** QUÉ HACER **
**A)** Traduce al inglés esta oración del texto sobre los sikhs: «En julio de 1947, cinco de los seis millones de sikhs vivían todavía en el Penjab.»
**B)** Según el texto sobre los sikhs, ¿qué porcentaje de las tierras del Penjab poseían los sikhs en julio de 1947?

** TEXTO DE LECTURA **
Para que pudiesen distinguirse de las multitudes y ser capaces de defender su fe a costa de la propia vida, el
guru
les obligó a observar la ley de las «Cinco K». Dejarían crecer sus pelos
(kesh)
, barba y cabellos; colocarían un peine de marfil o de madera
(kangha)
en su moño; llevarían calzones cortos
(kuchha)
, a fin de poseer la movilidad del guerrero; se pondrían un brazalete de acero
(kara)
, en la muñeca derecha; y, por último, no se desplazarían nunca sin llevar un
kirpan
, un sable. Los sikhs, además, no debían fumar, ni comer carne procedente de animales degollados según el rito islámico, ni sostener relaciones sexuales con una mujer musulmana.

El derrumbamiento del Imperio mogol dio a los sikhs la oportunidad de crearse un reino propio en la tierra de su querido Penjab. La llegada de las guerreras escarlatas británicas puso fin a esta breve hora de gloria, pero, antes de sucumbir en 1849, los sikhs infligieron a los ingleses, cerca de Chillianwala, la peor derrota que jamás hayan sufrido en la India.

En julio de 1947, cinco de los seis millones de sikhs vivían todavía en el Penjab. No constituían más que el 13% de la población, pero poseían el 40% de las tierras y producían cerca de las dos terceras partes de las cosechas. Casi un tercio de los soldados del Ejército de la India eran sikhs, y casi la mitad de los hombres condecorados durante las dos guerras mundiales procedían de su comunidad. Dotados por naturaleza para la mecánica, estaban igualmente interesados en la industria del transporte, cuyo monopolio prácticamente ostentaban. En las ciudades y por las carreteras indias, los conductores sikhs de camión y de taxi eran figuras legendarias cuya prioridad nadie hubiera osado disputar.

La situación en el Penjab era un trágico resumen de la de toda la India: si bien los musulmanes y los sikhs habían podido vivir juntos bajo el yugo de Inglaterra, no podrían hacerlo bajo el de una u otra de las dos comunidades. Los recuerdos que los musulmanes conservaban de los sikhs estaban poblados de profanaciones de mezquitas y de sepulturas, de mujeres ultrajadas, de hermanos y hermanas asesinados, apuñalados, apaleados, despedazados, quemados vivos.

** DATOS REGISTRADOS **
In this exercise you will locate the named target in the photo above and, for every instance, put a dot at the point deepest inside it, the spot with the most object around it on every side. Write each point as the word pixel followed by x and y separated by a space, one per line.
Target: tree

** RESPUESTAS POR TAREA **
**A)** In July 1947, five of the six million Sikhs still lived in the Punjab.

**B)** El 40%.